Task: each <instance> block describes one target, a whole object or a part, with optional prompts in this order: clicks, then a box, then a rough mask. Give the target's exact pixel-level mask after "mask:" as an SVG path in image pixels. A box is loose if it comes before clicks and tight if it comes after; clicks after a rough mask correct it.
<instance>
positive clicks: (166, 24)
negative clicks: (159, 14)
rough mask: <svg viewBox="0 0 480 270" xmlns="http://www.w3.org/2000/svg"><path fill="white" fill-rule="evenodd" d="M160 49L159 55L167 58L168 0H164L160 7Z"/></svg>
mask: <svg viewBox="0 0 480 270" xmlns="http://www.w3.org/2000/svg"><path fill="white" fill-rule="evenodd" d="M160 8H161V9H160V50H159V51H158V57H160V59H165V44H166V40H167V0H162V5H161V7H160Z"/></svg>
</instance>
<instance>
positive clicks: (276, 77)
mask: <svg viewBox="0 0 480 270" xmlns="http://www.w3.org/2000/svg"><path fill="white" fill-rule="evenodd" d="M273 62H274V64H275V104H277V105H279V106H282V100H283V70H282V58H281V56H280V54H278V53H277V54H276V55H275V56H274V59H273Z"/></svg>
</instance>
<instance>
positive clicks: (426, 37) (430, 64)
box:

######

YOUR OBJECTIVE
Copy all the entries exactly.

RESULT OF THIS TASK
Task: each <instance> block describes one target, a whole object or a part, with optional prompts in this order: clicks, then a box, then a rough mask. Give the target's exact pixel-level mask after "mask:" as an SVG path in image pixels. A box is loose if it comes before clicks and tight if it comes after; clicks after a rough mask correct it.
<instance>
positive clicks: (166, 24)
negative clicks: (159, 14)
rough mask: <svg viewBox="0 0 480 270" xmlns="http://www.w3.org/2000/svg"><path fill="white" fill-rule="evenodd" d="M160 49L159 55L167 58L168 0H164L160 7Z"/></svg>
mask: <svg viewBox="0 0 480 270" xmlns="http://www.w3.org/2000/svg"><path fill="white" fill-rule="evenodd" d="M160 8H161V9H160V50H159V51H158V57H160V59H165V44H166V40H167V0H162V5H161V7H160Z"/></svg>
</instance>
<instance>
positive clicks: (276, 77)
mask: <svg viewBox="0 0 480 270" xmlns="http://www.w3.org/2000/svg"><path fill="white" fill-rule="evenodd" d="M273 62H274V64H275V104H277V105H279V106H282V100H283V70H282V58H281V56H280V54H278V53H277V54H276V55H275V56H274V59H273Z"/></svg>
</instance>
<instance>
positive clicks: (426, 37) (430, 64)
box:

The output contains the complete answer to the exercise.